**Coordinate annotation records**
## Begin
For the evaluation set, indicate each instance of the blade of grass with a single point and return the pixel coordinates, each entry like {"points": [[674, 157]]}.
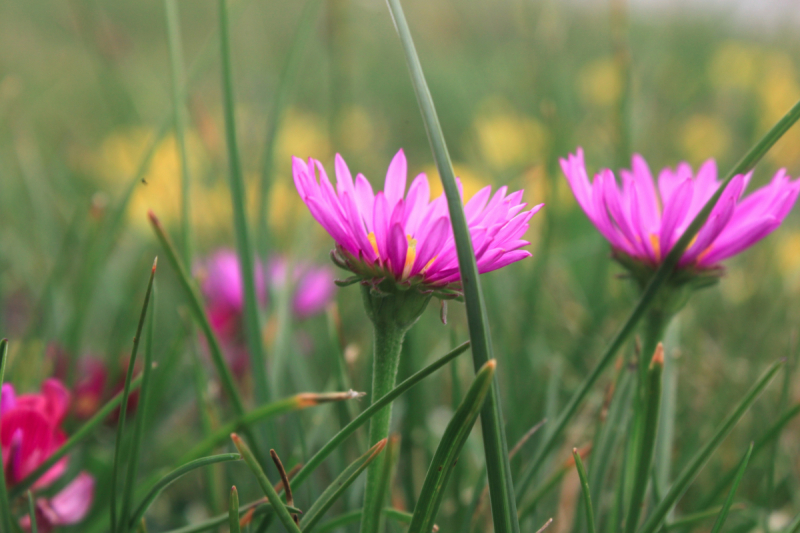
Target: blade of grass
{"points": [[173, 476], [141, 414], [501, 489], [283, 91], [337, 488], [726, 507], [179, 118], [197, 309], [118, 460], [699, 460], [233, 512], [77, 437], [243, 245], [587, 495], [5, 506], [446, 456], [287, 405], [375, 407], [648, 441], [766, 437], [661, 275], [32, 513], [266, 486]]}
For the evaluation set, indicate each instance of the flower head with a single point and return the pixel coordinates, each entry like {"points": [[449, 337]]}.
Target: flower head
{"points": [[404, 236], [644, 218], [30, 432]]}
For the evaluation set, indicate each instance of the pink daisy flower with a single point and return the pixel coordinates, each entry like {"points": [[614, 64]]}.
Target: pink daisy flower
{"points": [[404, 236], [644, 218]]}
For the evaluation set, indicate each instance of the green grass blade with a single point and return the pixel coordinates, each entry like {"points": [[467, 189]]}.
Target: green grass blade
{"points": [[587, 495], [197, 309], [283, 91], [179, 118], [280, 509], [726, 507], [375, 407], [5, 506], [233, 512], [446, 456], [141, 414], [76, 438], [32, 513], [501, 490], [118, 460], [337, 488], [170, 478], [648, 296], [699, 460], [767, 436], [243, 244], [648, 441]]}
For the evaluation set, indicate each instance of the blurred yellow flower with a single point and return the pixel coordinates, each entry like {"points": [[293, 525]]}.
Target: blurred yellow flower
{"points": [[600, 82], [470, 181], [734, 65], [704, 136], [304, 135], [778, 92], [506, 139]]}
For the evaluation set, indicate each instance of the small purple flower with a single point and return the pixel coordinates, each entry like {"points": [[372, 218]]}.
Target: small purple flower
{"points": [[313, 285], [644, 218], [404, 236]]}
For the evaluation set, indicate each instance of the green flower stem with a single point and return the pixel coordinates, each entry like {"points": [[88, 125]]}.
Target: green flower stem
{"points": [[388, 343], [647, 440]]}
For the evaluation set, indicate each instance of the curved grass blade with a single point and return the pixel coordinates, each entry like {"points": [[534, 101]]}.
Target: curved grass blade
{"points": [[279, 507], [170, 478], [446, 456], [141, 414], [5, 507], [243, 244], [196, 306], [501, 489], [84, 431], [376, 406], [32, 513], [233, 512], [587, 495], [648, 439], [726, 507], [699, 460], [656, 282], [287, 405], [339, 485], [123, 411]]}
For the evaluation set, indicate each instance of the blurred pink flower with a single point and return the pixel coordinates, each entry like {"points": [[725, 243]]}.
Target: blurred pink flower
{"points": [[30, 432], [407, 237], [69, 506], [313, 285], [644, 218]]}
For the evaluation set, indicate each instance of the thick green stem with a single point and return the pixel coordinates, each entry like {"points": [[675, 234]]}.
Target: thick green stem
{"points": [[388, 342]]}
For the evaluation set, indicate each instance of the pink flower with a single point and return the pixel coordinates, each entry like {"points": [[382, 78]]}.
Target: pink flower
{"points": [[407, 237], [30, 432], [69, 506], [313, 285], [644, 218]]}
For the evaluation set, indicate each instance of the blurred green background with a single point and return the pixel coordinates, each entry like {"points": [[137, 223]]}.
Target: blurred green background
{"points": [[85, 88]]}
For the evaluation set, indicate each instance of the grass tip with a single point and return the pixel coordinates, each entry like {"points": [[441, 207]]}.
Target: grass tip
{"points": [[658, 356]]}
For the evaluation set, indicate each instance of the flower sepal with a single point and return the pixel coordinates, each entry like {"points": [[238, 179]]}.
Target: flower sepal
{"points": [[679, 287]]}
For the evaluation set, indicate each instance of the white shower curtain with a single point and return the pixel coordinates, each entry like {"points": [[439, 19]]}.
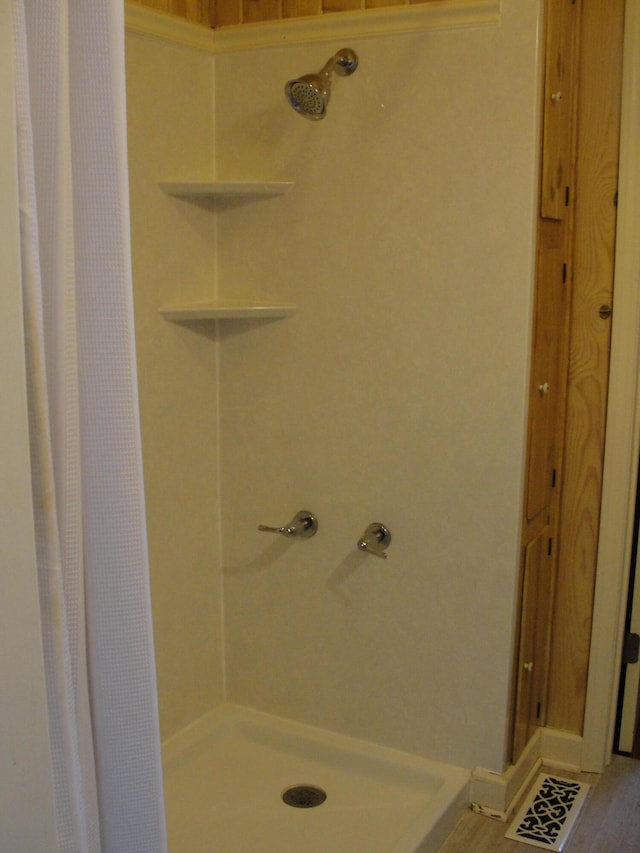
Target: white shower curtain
{"points": [[85, 449]]}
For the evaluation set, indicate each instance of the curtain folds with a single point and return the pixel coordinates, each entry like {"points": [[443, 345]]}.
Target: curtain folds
{"points": [[84, 429]]}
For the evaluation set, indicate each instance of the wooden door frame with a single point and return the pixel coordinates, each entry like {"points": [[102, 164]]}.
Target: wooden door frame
{"points": [[623, 429]]}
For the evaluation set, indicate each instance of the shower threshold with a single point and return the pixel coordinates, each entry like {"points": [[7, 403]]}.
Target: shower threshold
{"points": [[225, 777]]}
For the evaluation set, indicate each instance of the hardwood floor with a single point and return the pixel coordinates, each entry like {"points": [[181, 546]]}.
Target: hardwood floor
{"points": [[610, 821]]}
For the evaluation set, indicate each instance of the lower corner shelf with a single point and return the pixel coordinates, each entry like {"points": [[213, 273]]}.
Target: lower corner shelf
{"points": [[228, 309]]}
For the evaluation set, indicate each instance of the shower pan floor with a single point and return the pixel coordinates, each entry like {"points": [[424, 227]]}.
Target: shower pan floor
{"points": [[225, 776]]}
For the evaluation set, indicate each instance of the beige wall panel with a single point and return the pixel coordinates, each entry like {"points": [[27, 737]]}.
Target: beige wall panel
{"points": [[170, 102], [397, 391]]}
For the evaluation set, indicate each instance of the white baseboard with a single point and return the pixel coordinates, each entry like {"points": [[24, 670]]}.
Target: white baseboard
{"points": [[496, 794]]}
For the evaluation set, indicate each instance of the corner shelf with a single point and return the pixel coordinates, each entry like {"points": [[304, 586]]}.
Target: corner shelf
{"points": [[226, 309]]}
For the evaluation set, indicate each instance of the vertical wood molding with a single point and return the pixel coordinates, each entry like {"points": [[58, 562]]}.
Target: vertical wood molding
{"points": [[594, 240]]}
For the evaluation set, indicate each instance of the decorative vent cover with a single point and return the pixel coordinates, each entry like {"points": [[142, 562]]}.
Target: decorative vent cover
{"points": [[549, 812]]}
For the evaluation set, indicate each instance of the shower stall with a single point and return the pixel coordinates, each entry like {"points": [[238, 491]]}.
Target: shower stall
{"points": [[393, 393]]}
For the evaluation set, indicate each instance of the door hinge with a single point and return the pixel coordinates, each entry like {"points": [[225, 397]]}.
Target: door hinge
{"points": [[631, 648]]}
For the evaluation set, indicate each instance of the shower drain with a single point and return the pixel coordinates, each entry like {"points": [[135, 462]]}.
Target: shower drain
{"points": [[303, 796]]}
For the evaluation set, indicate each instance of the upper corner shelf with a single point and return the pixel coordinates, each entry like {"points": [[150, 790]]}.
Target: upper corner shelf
{"points": [[228, 309], [225, 189]]}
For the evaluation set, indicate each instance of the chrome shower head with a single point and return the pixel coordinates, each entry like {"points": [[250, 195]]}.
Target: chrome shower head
{"points": [[309, 95]]}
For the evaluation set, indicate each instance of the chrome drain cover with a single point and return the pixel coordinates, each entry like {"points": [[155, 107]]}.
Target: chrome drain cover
{"points": [[304, 796]]}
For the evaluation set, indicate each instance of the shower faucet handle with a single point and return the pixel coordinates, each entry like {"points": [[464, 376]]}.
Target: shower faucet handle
{"points": [[304, 524], [375, 540]]}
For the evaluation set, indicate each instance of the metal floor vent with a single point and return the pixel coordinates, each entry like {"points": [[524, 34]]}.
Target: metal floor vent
{"points": [[304, 796], [549, 813]]}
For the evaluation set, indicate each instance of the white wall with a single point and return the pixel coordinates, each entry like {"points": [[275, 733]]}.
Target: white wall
{"points": [[397, 393]]}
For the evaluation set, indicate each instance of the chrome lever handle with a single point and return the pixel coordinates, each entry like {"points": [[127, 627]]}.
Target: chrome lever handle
{"points": [[375, 540], [304, 524]]}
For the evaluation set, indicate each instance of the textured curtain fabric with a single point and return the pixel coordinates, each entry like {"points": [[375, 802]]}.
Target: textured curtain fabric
{"points": [[84, 429]]}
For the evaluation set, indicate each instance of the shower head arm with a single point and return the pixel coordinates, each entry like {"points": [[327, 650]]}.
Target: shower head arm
{"points": [[344, 63]]}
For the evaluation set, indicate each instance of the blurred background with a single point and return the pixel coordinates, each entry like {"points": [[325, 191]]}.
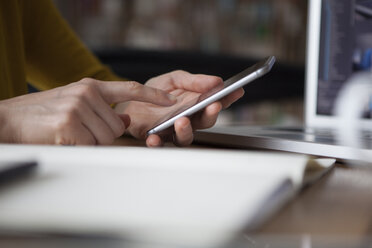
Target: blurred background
{"points": [[140, 39]]}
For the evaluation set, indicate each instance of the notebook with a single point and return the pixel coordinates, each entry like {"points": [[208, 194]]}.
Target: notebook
{"points": [[177, 196], [338, 46]]}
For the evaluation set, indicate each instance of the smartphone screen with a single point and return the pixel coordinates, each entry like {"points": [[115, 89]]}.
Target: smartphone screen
{"points": [[191, 106]]}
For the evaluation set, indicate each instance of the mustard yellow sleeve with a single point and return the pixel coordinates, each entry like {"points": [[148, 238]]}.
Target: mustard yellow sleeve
{"points": [[54, 54]]}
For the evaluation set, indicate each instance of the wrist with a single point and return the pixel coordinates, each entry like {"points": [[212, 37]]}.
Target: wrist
{"points": [[4, 124]]}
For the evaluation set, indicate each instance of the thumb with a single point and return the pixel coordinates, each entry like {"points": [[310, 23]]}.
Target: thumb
{"points": [[116, 91]]}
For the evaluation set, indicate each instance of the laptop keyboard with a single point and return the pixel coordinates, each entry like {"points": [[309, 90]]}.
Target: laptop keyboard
{"points": [[318, 135]]}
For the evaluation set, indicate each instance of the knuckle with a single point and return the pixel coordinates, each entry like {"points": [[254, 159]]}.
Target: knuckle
{"points": [[107, 139], [87, 80], [179, 72], [133, 86], [85, 90]]}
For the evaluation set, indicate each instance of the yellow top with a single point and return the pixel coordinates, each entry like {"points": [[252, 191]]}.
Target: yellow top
{"points": [[38, 46]]}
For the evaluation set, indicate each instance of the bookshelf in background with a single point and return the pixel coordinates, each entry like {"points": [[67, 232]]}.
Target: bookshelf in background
{"points": [[244, 28], [254, 28]]}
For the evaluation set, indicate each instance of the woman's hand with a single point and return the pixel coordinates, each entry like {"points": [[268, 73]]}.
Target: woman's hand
{"points": [[76, 114], [185, 87]]}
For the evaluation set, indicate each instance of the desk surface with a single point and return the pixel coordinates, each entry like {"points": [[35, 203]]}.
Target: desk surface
{"points": [[339, 205]]}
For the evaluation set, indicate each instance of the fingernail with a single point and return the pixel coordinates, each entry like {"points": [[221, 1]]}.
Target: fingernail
{"points": [[172, 97]]}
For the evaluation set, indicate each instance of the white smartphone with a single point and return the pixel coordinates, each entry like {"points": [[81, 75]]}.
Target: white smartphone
{"points": [[194, 105]]}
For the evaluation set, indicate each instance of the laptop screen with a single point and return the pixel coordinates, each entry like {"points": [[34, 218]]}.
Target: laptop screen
{"points": [[345, 47]]}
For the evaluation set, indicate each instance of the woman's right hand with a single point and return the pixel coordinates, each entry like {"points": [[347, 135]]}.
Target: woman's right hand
{"points": [[75, 114]]}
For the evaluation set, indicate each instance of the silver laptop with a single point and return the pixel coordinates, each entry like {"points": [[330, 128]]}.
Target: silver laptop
{"points": [[339, 45]]}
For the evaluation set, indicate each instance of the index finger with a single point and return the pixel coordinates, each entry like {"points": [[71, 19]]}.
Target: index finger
{"points": [[195, 82], [116, 92]]}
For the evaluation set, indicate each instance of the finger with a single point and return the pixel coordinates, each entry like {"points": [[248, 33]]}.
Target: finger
{"points": [[154, 140], [231, 98], [107, 114], [75, 135], [183, 132], [208, 117], [115, 92], [102, 133], [125, 119], [195, 82]]}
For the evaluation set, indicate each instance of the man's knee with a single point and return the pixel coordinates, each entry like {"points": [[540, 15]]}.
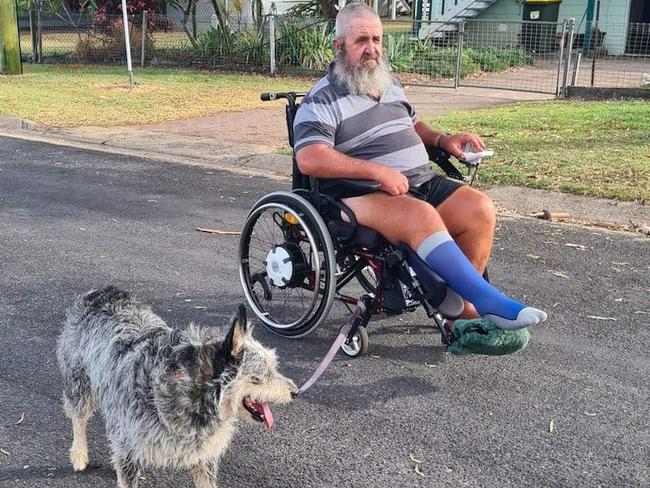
## End
**PROBLEM TO SOLVE**
Starting at the line that contains "For the evaluation set, indicate each instance of the index", repeat each line of the listing through its final line. Leave the pictures out of your answer.

**THE REPLY**
For the evaluation set, indicate each instance of the index finger with a single point and return the pixel coordinates, each entry like {"points": [[71, 19]]}.
Target: index finger
{"points": [[195, 82], [116, 92]]}
For the evaluation set, indicate each instance of the finger with a single point and return the pixel coordinates, each entry like {"points": [[248, 33]]}.
Target: finger
{"points": [[154, 140], [231, 98], [107, 114], [75, 135], [183, 132], [208, 117], [115, 92], [102, 133], [125, 119], [195, 82]]}
For the evaluation set, indicate each instance of the man's knee with a single point and return the pixel coordinates, each entry like {"points": [[540, 15]]}.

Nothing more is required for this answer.